[Pointing and labeling entries]
────────────────

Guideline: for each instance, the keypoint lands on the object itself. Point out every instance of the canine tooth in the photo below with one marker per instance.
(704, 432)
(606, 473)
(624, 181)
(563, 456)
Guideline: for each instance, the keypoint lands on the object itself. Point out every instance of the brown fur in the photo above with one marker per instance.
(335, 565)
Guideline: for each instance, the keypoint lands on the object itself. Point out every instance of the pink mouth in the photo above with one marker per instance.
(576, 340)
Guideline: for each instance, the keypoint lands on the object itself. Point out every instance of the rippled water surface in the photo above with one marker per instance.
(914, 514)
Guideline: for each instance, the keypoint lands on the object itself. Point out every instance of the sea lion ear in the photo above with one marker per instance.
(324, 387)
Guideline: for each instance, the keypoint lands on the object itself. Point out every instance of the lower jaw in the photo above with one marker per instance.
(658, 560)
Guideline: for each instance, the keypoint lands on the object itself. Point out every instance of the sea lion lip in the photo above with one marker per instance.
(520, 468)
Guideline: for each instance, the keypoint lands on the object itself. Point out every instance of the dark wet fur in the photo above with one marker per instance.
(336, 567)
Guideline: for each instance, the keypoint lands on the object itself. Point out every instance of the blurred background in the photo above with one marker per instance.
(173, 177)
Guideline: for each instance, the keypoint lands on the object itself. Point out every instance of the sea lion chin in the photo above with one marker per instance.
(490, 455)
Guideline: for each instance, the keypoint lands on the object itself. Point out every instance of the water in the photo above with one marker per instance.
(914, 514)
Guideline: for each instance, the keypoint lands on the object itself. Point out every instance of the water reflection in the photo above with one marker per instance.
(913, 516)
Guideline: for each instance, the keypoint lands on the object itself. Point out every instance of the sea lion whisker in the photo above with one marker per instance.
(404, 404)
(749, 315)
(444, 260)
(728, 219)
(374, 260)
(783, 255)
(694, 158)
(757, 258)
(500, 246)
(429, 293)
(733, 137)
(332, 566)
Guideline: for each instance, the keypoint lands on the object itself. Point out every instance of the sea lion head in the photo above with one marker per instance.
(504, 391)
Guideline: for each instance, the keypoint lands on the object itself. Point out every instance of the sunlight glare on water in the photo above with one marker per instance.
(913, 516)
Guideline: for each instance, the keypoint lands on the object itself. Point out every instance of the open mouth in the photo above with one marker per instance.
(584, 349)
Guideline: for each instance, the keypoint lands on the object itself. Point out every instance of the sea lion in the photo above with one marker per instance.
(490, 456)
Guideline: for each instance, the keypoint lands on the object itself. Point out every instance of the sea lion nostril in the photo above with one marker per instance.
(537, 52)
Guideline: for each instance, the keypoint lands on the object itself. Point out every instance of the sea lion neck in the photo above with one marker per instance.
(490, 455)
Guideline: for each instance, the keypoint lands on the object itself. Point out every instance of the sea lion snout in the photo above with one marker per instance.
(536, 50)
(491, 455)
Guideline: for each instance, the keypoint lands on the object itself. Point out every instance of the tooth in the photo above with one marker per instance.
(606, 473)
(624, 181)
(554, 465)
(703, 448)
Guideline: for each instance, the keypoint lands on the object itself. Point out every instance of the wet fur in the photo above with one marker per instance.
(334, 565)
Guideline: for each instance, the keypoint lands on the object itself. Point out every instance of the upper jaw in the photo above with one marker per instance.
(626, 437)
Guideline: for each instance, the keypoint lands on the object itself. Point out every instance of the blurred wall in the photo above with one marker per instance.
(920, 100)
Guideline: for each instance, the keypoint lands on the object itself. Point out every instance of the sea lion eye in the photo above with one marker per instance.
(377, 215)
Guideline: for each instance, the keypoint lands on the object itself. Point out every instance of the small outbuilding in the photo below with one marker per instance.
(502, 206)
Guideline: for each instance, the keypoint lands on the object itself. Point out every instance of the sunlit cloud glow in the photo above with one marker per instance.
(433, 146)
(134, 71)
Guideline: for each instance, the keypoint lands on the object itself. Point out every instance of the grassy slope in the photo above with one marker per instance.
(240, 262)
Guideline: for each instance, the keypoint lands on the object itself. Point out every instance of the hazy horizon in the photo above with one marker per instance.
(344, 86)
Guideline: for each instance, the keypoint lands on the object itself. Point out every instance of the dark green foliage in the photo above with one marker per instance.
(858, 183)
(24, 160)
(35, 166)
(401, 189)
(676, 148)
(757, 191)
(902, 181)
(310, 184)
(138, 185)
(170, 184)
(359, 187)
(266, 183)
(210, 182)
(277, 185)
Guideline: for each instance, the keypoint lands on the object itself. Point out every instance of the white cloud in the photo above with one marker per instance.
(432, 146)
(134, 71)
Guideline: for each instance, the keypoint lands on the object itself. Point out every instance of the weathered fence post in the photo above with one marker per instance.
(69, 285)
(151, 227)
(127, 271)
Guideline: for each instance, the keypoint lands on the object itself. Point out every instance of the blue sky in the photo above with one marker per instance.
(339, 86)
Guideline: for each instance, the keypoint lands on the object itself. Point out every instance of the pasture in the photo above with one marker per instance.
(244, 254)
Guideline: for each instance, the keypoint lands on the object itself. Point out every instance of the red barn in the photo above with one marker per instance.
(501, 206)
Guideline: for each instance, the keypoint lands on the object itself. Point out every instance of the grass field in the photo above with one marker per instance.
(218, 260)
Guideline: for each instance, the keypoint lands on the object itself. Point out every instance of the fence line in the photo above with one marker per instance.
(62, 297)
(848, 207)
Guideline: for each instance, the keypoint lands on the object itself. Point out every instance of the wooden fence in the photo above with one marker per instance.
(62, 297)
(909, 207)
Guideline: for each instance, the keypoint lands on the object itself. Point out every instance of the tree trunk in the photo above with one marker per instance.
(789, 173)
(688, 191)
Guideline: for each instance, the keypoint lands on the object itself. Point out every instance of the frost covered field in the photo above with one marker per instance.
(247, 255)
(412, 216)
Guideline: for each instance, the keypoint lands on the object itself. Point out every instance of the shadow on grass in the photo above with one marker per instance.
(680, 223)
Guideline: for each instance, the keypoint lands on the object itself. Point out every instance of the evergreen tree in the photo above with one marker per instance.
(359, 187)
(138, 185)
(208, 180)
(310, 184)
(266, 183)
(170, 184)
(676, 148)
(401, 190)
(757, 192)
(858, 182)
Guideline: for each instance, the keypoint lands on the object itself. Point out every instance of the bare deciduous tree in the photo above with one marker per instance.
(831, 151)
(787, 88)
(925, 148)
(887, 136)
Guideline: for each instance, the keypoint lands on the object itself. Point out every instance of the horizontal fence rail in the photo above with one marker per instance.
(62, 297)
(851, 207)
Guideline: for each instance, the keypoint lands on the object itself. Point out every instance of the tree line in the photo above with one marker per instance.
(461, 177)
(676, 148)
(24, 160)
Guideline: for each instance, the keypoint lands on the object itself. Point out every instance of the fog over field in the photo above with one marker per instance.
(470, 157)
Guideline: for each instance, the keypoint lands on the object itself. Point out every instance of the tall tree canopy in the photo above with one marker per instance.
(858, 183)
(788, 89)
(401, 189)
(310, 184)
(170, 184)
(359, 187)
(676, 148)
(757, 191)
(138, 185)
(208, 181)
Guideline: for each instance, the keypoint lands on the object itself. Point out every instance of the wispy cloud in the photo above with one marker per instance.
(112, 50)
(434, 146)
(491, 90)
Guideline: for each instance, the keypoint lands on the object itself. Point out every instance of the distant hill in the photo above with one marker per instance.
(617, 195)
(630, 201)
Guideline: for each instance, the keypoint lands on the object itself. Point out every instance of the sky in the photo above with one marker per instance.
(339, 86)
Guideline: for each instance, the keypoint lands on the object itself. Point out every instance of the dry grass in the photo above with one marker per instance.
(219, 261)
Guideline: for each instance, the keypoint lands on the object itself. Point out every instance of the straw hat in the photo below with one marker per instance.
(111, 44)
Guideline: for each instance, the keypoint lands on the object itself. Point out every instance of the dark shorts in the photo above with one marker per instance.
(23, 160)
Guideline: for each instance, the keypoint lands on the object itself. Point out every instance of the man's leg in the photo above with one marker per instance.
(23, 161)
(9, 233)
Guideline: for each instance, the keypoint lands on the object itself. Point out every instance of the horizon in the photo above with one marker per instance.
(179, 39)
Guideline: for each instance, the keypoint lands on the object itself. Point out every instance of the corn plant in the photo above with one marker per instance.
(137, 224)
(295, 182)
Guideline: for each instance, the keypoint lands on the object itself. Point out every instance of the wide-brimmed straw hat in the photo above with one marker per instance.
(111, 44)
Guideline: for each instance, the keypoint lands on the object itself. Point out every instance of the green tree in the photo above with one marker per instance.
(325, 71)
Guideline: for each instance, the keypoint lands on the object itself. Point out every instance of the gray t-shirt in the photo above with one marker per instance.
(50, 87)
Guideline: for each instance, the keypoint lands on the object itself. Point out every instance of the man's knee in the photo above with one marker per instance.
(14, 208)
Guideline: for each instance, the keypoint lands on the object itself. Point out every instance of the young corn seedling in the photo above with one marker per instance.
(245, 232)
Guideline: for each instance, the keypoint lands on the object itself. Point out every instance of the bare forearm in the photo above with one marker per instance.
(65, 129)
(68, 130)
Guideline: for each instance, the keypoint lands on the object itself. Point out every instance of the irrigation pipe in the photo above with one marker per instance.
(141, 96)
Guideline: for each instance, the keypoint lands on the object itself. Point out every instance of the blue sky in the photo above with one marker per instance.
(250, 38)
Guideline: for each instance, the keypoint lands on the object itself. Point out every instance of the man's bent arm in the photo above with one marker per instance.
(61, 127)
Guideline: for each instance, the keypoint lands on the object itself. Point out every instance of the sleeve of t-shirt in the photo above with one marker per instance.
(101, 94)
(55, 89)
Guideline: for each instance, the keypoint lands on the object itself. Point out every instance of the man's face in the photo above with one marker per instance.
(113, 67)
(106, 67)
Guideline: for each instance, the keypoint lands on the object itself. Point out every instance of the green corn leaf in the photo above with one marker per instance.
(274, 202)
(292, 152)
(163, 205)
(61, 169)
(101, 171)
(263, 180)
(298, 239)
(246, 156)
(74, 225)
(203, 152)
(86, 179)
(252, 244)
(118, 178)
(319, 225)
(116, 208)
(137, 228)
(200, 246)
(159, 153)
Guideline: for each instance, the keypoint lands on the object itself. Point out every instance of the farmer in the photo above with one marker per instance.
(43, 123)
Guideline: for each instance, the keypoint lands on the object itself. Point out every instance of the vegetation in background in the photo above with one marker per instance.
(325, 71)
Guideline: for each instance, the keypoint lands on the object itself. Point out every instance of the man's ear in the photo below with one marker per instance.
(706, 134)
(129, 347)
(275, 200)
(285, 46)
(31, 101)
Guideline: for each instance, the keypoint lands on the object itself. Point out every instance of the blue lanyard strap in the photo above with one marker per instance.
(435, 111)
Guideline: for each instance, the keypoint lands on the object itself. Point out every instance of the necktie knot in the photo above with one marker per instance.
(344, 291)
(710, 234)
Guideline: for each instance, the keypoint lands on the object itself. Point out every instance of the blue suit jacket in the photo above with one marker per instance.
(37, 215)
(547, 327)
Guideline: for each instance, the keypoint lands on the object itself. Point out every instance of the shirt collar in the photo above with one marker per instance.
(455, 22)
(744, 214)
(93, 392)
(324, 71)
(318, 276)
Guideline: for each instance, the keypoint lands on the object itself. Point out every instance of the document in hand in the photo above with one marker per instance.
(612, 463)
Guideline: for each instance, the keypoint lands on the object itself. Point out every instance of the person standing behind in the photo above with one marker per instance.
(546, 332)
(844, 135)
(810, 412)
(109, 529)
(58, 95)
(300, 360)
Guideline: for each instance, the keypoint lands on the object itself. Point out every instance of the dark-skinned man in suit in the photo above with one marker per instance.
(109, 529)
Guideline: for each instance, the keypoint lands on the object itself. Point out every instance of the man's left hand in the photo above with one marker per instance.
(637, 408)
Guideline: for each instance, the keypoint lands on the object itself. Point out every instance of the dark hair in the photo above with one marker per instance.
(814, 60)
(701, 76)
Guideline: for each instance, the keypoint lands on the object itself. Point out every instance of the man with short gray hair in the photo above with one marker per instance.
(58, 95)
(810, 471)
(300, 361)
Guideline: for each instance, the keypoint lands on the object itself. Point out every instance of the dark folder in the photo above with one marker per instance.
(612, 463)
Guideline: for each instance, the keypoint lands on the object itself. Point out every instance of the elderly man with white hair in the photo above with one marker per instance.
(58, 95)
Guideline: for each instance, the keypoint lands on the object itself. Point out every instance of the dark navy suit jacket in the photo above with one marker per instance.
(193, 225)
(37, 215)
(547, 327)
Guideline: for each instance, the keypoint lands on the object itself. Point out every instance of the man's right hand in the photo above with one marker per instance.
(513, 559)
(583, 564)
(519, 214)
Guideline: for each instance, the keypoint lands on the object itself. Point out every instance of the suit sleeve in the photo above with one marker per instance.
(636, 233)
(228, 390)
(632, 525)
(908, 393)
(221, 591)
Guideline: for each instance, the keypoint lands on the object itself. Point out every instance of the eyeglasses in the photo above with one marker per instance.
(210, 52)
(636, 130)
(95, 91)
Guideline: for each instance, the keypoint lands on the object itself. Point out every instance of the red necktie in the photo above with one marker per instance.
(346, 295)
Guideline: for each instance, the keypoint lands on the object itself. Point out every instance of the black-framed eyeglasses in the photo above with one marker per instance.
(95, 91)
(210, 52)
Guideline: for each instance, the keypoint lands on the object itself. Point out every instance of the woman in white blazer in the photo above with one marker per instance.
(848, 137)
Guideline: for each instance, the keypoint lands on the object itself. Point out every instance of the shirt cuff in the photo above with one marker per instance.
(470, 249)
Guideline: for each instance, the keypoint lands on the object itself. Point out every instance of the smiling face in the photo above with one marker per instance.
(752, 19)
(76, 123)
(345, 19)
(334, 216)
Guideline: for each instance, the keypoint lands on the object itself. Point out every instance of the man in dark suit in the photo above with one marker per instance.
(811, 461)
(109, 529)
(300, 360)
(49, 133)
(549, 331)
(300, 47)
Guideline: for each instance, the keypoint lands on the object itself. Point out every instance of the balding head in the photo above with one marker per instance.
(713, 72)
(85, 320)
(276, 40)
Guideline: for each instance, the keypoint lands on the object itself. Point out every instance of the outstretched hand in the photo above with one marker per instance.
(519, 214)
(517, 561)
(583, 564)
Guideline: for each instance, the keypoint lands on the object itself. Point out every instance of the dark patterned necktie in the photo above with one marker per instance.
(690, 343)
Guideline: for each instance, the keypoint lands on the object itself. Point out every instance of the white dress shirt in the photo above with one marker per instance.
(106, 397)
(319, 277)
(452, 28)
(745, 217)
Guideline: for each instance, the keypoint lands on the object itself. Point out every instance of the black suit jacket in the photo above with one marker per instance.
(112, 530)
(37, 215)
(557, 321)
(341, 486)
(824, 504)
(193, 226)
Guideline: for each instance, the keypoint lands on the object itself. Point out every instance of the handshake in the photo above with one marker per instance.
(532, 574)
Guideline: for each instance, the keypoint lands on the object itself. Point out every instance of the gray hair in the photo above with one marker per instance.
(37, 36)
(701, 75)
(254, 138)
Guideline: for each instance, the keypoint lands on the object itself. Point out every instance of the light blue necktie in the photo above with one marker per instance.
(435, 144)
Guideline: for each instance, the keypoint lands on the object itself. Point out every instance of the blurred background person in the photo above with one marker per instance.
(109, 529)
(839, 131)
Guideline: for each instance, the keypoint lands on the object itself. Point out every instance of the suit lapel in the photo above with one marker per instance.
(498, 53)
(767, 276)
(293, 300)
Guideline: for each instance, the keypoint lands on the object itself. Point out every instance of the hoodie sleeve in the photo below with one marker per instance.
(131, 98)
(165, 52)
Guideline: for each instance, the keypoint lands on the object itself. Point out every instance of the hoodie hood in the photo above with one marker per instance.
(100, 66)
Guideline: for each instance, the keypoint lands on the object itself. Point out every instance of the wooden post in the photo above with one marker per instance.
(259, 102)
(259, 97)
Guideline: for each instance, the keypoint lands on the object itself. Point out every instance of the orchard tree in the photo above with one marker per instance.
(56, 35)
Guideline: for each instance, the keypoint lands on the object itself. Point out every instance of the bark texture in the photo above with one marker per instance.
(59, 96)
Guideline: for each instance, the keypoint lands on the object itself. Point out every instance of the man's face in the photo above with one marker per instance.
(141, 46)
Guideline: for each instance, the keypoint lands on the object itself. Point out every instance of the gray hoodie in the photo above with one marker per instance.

────────────────

Set down, word for word, every line from the line that holds "of the orchard" to the end of the entries above, including both ends.

▸ **Complete answer**:
Guideline: for each instance, the keypoint lands on the object itself. Point out every instance of the orchard tree in the photo above with one marker per instance.
(56, 35)
Guideline: for each instance, the keypoint lands on the object itself. Point out every instance of the bark texture in the photo above with one marker per instance.
(59, 96)
Guideline: for each instance, the keypoint lands on the object itself. Point out every instance of the man's face in the photo above with one marker per instance.
(141, 46)
Guideline: for each instance, the keypoint lands on the object itself. Point out every instance of the gray hoodie in the photo above with one marker per instance.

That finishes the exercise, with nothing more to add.